_Directions_
1. In the passage on the J18 City riots, where does the press say the rioters went on the Monday?
2. Say whether each statement agrees with the passage on the J18 City riots, answering yes or no and quoting the deciding words: (a) The Guardian article is dated 26 June 1999. (b) The subheading says earlier rioters objected to globalisation. (c) The writer raises the idea that the rioters belong to a long British tradition of dissent.
3. Write what comes next in the passage on the J18 City riots, picking up after its final sentence.

>> Begin Selected passage

27 June 1999 00:18 UTC


Further to this, from a pluralist liberal perspective, a bit of historical 
contextualising re the J18 City activities:





    The theatre of riot
    
    Previous rioters saw an industrial
    revolution which they did not like. With
    this crowd, it's globalisation

Guardian 26-06-99
    
    Jonathan Freedland
    
    They are "evil savages," "masked thugs" and
    "hatefilled yobs". Their violent, booze-fuelled
    rampage through the City of London brought
    terror to the capital last week, and on Monday
    they were at it again desecrating the ancient
    jewels of Stonehenge. The front-page
    consensus has been loud and clear: the rioters
    are scum, a new and dangerous threat to the
    British way of life.

    But what if the rioters are part of the British
    way of life? What if they are not some new
    phenomenon but rather the latest example of a
    long British tradition of dissent, one that
    stretches back to the earliest days of English,
    Welsh and Scottish history? And what if the
    sheer similarity of the current "mob" to rebels
    past offers a sharp warning to the governing
    class - in Britain and beyond?

>> End Selected passage
>> Begin Provided records

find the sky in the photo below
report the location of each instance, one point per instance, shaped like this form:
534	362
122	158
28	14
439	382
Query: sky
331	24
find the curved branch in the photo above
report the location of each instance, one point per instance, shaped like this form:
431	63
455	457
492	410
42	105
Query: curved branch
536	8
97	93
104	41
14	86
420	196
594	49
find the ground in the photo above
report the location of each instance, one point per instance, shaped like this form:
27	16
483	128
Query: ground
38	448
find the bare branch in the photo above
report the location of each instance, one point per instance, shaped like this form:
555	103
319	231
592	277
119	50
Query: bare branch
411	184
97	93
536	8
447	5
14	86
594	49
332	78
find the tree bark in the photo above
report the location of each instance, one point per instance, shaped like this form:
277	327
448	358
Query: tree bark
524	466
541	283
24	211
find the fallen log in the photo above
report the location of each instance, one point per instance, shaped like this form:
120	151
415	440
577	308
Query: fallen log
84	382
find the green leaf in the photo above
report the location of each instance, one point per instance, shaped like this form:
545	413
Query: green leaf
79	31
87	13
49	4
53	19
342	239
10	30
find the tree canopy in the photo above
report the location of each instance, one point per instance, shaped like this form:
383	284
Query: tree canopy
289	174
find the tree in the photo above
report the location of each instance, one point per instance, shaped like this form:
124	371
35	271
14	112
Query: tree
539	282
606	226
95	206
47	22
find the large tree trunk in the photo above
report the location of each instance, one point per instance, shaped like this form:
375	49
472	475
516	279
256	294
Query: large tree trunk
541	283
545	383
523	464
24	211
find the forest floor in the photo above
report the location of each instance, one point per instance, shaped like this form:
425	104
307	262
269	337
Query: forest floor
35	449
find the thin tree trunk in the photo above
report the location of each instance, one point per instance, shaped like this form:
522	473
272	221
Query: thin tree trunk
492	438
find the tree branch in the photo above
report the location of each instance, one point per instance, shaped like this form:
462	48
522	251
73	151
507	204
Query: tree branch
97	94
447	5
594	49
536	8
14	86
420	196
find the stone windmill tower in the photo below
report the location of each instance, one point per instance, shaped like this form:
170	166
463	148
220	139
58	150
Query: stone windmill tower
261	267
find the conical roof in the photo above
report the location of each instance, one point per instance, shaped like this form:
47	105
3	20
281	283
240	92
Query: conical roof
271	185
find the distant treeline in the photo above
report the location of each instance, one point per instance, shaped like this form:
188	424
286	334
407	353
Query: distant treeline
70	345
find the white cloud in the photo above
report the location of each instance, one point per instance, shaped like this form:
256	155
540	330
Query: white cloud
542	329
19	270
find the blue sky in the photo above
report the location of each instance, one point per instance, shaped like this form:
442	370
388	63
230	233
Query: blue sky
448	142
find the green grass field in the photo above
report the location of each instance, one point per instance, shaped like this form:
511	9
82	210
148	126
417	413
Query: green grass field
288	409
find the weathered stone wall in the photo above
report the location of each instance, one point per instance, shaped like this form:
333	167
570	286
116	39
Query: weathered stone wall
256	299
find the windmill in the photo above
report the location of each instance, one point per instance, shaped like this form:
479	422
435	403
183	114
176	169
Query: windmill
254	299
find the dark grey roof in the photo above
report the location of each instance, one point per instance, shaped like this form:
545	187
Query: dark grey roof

>> End Provided records

_Per-task outputs_
1. To Stonehenge.

2.
(a) Yes: "Guardian 26-06-99"
(b) No: "Previous rioters saw an industrial revolution which they did not like. With this crowd, it's globalisation"
(c) Yes: "the latest example of a long British tradition of dissent"

3.
    The parallels are certainly striking. The June
    18 or J18 demo was billed as a Carnival against
    Capitalism, a street party replacing "the roar of
    profit and plunder with the sounds and rhythms
    of carnival and pleasure!" Until things got out
    of hand, that's how it was: live music, jugglers,
    stilt-walkers and magicians filling the streets
    usually occupied by pinstripes and mobile
    phones. Protesters were urged to come in
    disguise, in order to blend into the City: "Office
    worker or bike courier costumes work best!"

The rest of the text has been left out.